So that the copy matches the original, write out every entry exactly.

------ INFORMATION

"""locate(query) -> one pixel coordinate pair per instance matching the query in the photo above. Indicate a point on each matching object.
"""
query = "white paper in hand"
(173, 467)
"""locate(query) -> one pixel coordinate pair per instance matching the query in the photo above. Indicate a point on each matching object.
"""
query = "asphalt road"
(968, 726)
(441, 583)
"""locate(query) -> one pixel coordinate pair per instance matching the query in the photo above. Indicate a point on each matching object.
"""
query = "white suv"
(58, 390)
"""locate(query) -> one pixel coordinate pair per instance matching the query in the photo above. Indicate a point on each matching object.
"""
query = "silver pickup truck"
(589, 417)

------------

▶ **TASK SOLUTION**
"""locate(query) -> one pixel coordinate pair per instance matching the query in the photo above. Indicate a point on each matching object.
"""
query = "white paper in hand"
(173, 467)
"""locate(query) -> one pixel coordinate pair per instance matching the query in the photo above. Indicate a point on each matching object.
"""
query = "asphalt road"
(968, 726)
(441, 583)
"""locate(query) -> one pixel coordinate pair per instance matching the query in the photo above. Indicate a point on each matching object.
"""
query = "white suv"
(58, 390)
"""locate(query) -> one pixel coordinate pair per instance matching the query in the photo above. Indicate a point on each matching object.
"""
query = "silver pickup truck"
(589, 417)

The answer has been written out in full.